STATED PROBLEM - Reproduce verbatim the portion of the listing below that begins with the line containing "Expected: a point inside each instance of the graphic" and ends with the line containing "point(331, 4)", both lines included. Output only those lines.
— Begin RECORDS SHOWN —
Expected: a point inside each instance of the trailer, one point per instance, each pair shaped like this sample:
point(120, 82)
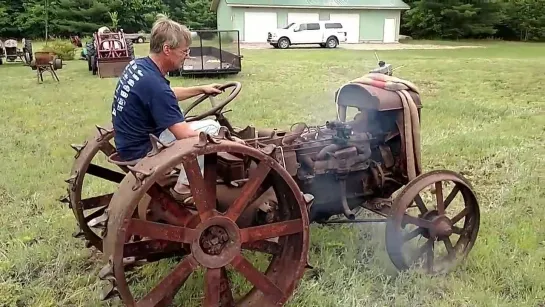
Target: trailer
point(216, 52)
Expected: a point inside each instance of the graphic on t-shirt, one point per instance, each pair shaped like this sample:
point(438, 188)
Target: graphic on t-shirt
point(131, 74)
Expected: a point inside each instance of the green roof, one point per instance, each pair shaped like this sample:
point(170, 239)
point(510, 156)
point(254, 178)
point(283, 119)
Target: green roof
point(331, 4)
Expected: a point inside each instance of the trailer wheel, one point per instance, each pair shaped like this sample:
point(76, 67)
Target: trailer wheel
point(130, 47)
point(331, 42)
point(283, 43)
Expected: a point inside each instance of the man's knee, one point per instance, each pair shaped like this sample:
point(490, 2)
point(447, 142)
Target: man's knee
point(209, 126)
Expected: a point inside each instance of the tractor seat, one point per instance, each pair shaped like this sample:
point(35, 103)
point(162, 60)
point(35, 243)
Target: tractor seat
point(115, 159)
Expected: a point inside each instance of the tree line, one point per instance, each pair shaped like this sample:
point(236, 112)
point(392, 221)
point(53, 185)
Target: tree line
point(63, 18)
point(461, 19)
point(426, 19)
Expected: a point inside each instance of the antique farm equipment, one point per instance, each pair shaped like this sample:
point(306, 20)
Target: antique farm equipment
point(218, 53)
point(10, 51)
point(46, 61)
point(108, 53)
point(261, 197)
point(75, 40)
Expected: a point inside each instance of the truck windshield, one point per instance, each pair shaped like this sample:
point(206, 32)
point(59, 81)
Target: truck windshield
point(288, 26)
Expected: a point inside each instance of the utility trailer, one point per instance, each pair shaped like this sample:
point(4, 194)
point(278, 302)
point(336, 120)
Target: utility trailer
point(216, 52)
point(108, 53)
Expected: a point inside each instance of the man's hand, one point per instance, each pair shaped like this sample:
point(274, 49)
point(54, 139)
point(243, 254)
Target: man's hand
point(238, 140)
point(211, 89)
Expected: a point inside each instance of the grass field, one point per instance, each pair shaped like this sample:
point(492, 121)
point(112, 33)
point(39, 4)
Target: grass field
point(483, 116)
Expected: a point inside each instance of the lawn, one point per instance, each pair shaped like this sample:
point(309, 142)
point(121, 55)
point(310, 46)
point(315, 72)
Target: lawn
point(483, 116)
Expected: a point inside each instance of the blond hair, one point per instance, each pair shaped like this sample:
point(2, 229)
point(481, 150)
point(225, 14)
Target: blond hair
point(167, 31)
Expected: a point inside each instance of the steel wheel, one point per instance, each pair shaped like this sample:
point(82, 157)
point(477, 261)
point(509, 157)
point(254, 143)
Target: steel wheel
point(447, 239)
point(217, 237)
point(90, 211)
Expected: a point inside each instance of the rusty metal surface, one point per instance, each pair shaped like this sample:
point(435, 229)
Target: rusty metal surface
point(261, 197)
point(83, 166)
point(434, 224)
point(215, 239)
point(112, 67)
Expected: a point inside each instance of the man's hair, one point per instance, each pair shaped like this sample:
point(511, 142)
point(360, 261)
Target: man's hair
point(168, 31)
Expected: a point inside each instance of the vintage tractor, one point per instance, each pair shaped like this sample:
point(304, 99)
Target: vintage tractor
point(10, 51)
point(108, 53)
point(252, 204)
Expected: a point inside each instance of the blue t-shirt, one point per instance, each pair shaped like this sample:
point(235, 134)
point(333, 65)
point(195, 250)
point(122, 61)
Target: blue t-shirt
point(143, 104)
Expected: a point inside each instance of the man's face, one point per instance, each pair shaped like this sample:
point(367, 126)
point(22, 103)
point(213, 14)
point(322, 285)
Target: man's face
point(176, 56)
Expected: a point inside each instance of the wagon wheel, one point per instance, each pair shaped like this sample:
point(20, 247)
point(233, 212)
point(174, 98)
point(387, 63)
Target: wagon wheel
point(90, 212)
point(444, 240)
point(213, 234)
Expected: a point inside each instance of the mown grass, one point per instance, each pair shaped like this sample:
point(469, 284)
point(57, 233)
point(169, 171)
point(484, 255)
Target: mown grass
point(483, 116)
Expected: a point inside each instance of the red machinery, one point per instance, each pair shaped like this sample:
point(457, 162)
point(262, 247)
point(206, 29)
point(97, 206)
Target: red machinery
point(109, 53)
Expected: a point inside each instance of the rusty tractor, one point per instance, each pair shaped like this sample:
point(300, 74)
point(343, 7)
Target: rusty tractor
point(108, 53)
point(10, 51)
point(252, 204)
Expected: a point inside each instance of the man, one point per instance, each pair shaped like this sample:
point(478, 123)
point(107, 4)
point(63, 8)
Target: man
point(145, 103)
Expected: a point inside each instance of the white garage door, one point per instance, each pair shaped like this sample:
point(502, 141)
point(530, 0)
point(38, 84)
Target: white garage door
point(351, 24)
point(257, 24)
point(389, 30)
point(303, 17)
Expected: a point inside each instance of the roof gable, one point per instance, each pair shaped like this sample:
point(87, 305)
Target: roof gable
point(332, 4)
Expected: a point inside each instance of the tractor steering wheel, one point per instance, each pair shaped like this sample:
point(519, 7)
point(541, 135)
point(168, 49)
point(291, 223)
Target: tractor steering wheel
point(216, 106)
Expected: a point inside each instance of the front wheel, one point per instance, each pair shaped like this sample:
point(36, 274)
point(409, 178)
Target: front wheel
point(422, 228)
point(331, 42)
point(283, 43)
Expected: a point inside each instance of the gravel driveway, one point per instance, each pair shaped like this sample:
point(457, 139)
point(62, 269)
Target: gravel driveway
point(363, 46)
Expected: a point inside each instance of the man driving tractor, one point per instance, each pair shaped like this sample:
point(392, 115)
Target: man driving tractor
point(145, 103)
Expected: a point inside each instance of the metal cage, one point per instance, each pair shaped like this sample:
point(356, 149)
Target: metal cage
point(216, 52)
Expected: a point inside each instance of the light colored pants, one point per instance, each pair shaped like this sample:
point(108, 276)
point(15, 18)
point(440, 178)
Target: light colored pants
point(209, 126)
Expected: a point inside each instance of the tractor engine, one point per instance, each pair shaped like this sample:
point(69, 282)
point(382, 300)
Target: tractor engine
point(342, 165)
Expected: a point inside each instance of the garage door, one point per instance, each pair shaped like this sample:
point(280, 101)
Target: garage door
point(303, 17)
point(257, 24)
point(389, 30)
point(351, 24)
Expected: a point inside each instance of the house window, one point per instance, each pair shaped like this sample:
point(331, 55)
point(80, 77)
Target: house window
point(313, 26)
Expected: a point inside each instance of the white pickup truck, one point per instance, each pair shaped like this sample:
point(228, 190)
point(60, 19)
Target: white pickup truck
point(325, 33)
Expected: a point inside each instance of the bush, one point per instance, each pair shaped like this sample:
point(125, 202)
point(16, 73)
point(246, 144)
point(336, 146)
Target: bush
point(63, 49)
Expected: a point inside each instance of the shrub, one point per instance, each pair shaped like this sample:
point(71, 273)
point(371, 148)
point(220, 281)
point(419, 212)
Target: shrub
point(63, 49)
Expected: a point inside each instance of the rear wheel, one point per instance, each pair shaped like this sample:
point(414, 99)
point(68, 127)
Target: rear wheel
point(331, 42)
point(230, 231)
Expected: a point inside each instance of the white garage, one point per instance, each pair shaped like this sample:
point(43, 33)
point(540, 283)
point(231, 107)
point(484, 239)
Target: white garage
point(303, 17)
point(257, 24)
point(389, 35)
point(351, 24)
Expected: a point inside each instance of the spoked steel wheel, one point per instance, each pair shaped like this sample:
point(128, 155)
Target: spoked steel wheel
point(224, 231)
point(434, 222)
point(91, 159)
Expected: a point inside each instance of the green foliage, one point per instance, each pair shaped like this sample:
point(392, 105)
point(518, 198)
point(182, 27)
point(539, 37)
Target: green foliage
point(27, 18)
point(457, 19)
point(64, 49)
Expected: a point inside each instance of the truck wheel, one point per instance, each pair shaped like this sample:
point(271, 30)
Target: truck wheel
point(283, 43)
point(331, 42)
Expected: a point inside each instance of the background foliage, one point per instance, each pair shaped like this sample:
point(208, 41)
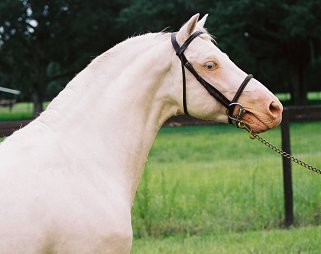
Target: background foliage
point(44, 43)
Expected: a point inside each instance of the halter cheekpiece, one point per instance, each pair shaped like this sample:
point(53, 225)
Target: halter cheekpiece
point(229, 105)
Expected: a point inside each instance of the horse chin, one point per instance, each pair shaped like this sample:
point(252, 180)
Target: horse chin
point(256, 124)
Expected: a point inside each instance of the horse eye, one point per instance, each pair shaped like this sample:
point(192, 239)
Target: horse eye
point(210, 66)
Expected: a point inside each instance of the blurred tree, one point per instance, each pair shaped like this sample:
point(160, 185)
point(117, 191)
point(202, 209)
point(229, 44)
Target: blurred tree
point(280, 41)
point(42, 42)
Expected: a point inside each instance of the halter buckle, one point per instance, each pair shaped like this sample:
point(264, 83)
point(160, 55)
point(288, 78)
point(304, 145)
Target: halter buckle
point(236, 120)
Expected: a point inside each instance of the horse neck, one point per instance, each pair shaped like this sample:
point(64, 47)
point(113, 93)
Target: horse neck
point(113, 115)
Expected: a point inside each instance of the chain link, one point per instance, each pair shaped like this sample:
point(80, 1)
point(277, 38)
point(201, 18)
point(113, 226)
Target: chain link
point(253, 135)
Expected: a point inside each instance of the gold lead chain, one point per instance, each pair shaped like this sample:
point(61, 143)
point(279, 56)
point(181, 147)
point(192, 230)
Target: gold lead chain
point(253, 135)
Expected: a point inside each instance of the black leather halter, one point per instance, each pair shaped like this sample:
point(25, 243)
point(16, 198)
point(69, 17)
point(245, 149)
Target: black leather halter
point(229, 105)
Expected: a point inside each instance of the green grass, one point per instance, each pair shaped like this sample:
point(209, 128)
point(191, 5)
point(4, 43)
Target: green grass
point(211, 189)
point(21, 111)
point(214, 179)
point(303, 240)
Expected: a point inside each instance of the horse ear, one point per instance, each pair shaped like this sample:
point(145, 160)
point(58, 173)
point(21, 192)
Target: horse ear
point(187, 29)
point(201, 23)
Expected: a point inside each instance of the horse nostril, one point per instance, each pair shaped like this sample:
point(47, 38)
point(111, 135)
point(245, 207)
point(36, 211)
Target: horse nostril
point(275, 109)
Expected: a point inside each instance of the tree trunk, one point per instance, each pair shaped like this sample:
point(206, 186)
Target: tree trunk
point(37, 100)
point(299, 87)
point(38, 92)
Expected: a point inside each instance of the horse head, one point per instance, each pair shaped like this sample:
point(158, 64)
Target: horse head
point(261, 110)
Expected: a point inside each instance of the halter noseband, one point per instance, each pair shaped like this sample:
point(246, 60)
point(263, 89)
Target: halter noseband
point(229, 105)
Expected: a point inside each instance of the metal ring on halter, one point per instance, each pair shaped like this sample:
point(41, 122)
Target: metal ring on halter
point(237, 119)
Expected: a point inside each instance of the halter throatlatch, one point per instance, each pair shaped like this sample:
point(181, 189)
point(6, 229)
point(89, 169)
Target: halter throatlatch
point(229, 105)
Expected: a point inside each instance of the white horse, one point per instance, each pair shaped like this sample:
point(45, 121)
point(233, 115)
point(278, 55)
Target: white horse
point(68, 179)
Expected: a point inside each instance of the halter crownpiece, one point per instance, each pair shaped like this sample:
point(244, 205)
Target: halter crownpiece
point(229, 105)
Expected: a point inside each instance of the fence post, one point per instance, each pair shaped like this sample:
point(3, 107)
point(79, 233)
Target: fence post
point(287, 171)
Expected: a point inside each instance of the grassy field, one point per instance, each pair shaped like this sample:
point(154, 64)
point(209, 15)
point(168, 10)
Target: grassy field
point(21, 111)
point(294, 241)
point(211, 189)
point(214, 179)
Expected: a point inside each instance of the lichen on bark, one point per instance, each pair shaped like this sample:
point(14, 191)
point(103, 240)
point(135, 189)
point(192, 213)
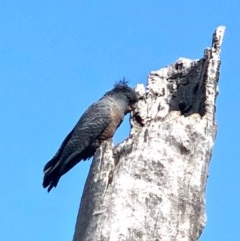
— End RECORDS SHOWN —
ANSWER BELOW -
Expected: a point inside each instance of the graphic on t-shirt, one point per instance, each pair shaped like this sample:
point(438, 188)
Target: graphic on t-shirt
point(131, 74)
Expected: a point inside each instance of the green roof, one point per instance, each pair shaped like this sample:
point(170, 239)
point(510, 156)
point(254, 178)
point(283, 119)
Target: green roof
point(331, 4)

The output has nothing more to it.